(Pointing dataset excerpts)

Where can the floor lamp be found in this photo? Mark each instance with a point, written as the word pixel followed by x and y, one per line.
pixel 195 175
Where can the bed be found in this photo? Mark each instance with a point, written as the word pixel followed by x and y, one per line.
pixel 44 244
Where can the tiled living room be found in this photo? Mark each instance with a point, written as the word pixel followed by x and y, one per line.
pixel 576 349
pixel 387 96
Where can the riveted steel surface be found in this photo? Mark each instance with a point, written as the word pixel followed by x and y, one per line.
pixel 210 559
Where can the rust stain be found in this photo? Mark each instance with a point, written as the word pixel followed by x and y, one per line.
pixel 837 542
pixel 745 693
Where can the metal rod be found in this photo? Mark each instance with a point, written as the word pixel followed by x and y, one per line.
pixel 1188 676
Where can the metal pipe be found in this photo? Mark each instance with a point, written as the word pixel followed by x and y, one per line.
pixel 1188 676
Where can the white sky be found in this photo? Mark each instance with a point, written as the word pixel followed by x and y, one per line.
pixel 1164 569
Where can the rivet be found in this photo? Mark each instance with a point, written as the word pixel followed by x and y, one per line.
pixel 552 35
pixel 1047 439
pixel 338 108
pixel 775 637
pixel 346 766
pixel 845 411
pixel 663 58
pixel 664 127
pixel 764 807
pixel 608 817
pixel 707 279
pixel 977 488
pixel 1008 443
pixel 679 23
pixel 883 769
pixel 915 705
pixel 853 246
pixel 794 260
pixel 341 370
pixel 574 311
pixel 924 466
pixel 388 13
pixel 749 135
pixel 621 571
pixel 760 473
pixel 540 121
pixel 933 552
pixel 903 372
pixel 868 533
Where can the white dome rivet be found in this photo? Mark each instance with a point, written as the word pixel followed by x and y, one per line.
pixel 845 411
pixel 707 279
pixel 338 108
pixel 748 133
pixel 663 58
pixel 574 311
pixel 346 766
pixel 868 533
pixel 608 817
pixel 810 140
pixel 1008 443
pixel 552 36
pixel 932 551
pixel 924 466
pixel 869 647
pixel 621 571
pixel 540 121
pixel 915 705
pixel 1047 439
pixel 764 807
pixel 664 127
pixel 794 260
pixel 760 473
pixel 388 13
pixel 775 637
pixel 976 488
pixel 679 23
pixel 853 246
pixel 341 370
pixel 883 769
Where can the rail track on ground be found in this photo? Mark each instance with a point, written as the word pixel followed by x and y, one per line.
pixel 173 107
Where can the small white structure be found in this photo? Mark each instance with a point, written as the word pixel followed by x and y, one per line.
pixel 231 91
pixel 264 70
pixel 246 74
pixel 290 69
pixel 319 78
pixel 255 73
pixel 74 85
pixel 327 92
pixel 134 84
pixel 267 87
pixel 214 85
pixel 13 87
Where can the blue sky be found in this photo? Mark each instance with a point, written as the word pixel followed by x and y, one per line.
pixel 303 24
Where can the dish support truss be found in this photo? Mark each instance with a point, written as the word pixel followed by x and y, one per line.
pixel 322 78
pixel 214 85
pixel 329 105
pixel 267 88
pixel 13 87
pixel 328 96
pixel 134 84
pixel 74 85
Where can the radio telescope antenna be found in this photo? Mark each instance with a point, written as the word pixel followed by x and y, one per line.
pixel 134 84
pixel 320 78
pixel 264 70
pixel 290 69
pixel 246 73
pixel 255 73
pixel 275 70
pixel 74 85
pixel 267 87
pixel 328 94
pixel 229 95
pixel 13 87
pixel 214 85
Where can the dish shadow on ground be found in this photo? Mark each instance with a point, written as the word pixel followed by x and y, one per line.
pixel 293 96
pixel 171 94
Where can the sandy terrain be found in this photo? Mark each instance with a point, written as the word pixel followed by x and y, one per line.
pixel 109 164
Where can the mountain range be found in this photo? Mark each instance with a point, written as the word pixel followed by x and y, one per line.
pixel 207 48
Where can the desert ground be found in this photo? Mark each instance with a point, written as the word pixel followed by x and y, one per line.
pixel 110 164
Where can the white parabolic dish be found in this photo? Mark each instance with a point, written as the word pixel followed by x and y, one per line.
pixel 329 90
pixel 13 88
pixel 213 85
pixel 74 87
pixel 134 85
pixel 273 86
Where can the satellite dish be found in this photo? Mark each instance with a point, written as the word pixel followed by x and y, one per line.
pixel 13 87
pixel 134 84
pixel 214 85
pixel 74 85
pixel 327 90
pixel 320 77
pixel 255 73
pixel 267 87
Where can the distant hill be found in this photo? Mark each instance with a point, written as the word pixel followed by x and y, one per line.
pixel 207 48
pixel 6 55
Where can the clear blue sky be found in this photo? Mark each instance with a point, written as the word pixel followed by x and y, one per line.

**Given exercise:** Rewrite all of the lines above, swapping "Mark each instance" for "Mark every instance" wherever it occurs and leaving everything else unchanged.

**Correct output:**
Where can the floor lamp be found in this photo? Mark every instance with a point, written as the word pixel followed by x and y, one per line.
pixel 195 175
Where can the bed be found in this photo? Mark every instance with a point, written as the word pixel followed by x and y, one per line.
pixel 44 244
Where can the tiled living room be found in this photo? Mark every instance with a point, written as the word pixel followed by x and y, one per line.
pixel 576 349
pixel 387 96
Where can the riveted steel surface be found in this photo? Mark every instance with a point, written as the word pixel followed by x and y, one per line.
pixel 210 559
Where can the rust stain be found in this photo? Mark every instance with a point, written as the word pixel followed by x and y, one per line.
pixel 837 542
pixel 745 693
Where can the metal rod be found in this photo? Mark every instance with a point, written as the word pixel followed by x and y, one per line.
pixel 1188 676
Where can the metal pipe be found in this photo? Mark every instance with a point, written as the word pixel followed by x and y, one per line.
pixel 1188 676
Where can the white sky be found in this photo? Mark every instance with a point, written as the word pixel followed by x and y, one per line.
pixel 1164 569
Where can the rivet be found in this photo? Mark every instance with a point, written as the word pixel followed by x and y, one per line.
pixel 552 35
pixel 1047 439
pixel 338 108
pixel 775 637
pixel 346 766
pixel 845 411
pixel 663 58
pixel 664 127
pixel 764 807
pixel 608 817
pixel 707 279
pixel 977 488
pixel 1008 443
pixel 679 23
pixel 883 769
pixel 915 705
pixel 853 246
pixel 794 260
pixel 341 370
pixel 574 311
pixel 924 466
pixel 388 13
pixel 749 135
pixel 621 571
pixel 760 473
pixel 540 121
pixel 933 552
pixel 903 372
pixel 868 533
Where can the white dome rivet be found in this photo? Mark every instance with a point, written as the word pixel followed by x and y, one per line.
pixel 845 411
pixel 707 279
pixel 338 108
pixel 748 133
pixel 663 58
pixel 574 311
pixel 346 766
pixel 868 533
pixel 608 817
pixel 810 140
pixel 1008 443
pixel 552 36
pixel 932 551
pixel 924 466
pixel 869 647
pixel 621 571
pixel 540 121
pixel 915 705
pixel 1047 439
pixel 764 807
pixel 664 127
pixel 794 260
pixel 760 473
pixel 388 13
pixel 775 637
pixel 976 488
pixel 679 23
pixel 853 246
pixel 341 370
pixel 883 769
Where can the rail track on ground be found in this photo? Mark every instance with a point, written as the word pixel followed by x and y, one per line.
pixel 173 107
Where can the small white structure be found in this photo? Mark every instance with a point, written as the word pixel followed by x and y, one per line.
pixel 231 91
pixel 264 70
pixel 246 74
pixel 290 69
pixel 319 78
pixel 255 73
pixel 74 85
pixel 327 92
pixel 134 84
pixel 267 87
pixel 214 85
pixel 13 87
Where can the blue sky be found in this photo? Mark every instance with a point, written as the word pixel followed by x and y, one per line.
pixel 303 24
Where can the dish support truss be found in this photo? Mark every instance with a point, written as the word pixel followed by x and y, one per line.
pixel 322 78
pixel 214 85
pixel 329 105
pixel 267 88
pixel 13 87
pixel 328 96
pixel 134 84
pixel 74 85
Where can the radio telescope antenna be found in this photo? Mark every instance with a point, written as the word pixel followed by x and y, one per line.
pixel 134 84
pixel 320 78
pixel 264 70
pixel 290 69
pixel 246 73
pixel 255 73
pixel 275 70
pixel 74 85
pixel 267 87
pixel 328 94
pixel 229 95
pixel 13 87
pixel 214 85
Where can the dish shadow on ground be found in this photo? Mark every instance with a point, written as the word pixel followed by x and y, one per line.
pixel 293 96
pixel 171 94
Where can the sandy terrain be found in this photo? Mark every instance with a point, written as the word pixel followed by x and y, one per line.
pixel 109 164
Where can the mountain range be found in this photo? Mark every instance with a point, written as the word pixel followed by x and y, one per line.
pixel 207 48
Where can the desert ground be found in this photo? Mark every instance with a point, written as the word pixel followed by x and y, one per line.
pixel 110 164
Where can the white parabolic dish be found in this photo? Mark every instance with a point, written as the word pixel followed by x and y, one per line.
pixel 329 90
pixel 13 88
pixel 213 85
pixel 74 87
pixel 134 85
pixel 273 86
Where can the satellite dish be found in this photo? Mark every instance with a point, written as the word pixel followed by x and y, one per line.
pixel 13 87
pixel 134 84
pixel 214 85
pixel 74 85
pixel 327 90
pixel 320 77
pixel 255 73
pixel 267 87
Where can the distant hill be found in this photo? Mark every instance with a point, written as the word pixel followed by x and y, one per line.
pixel 207 48
pixel 6 55
Where can the clear blue sky be found in this photo? Mark every instance with a point, written as the word pixel followed by x and y, one per line.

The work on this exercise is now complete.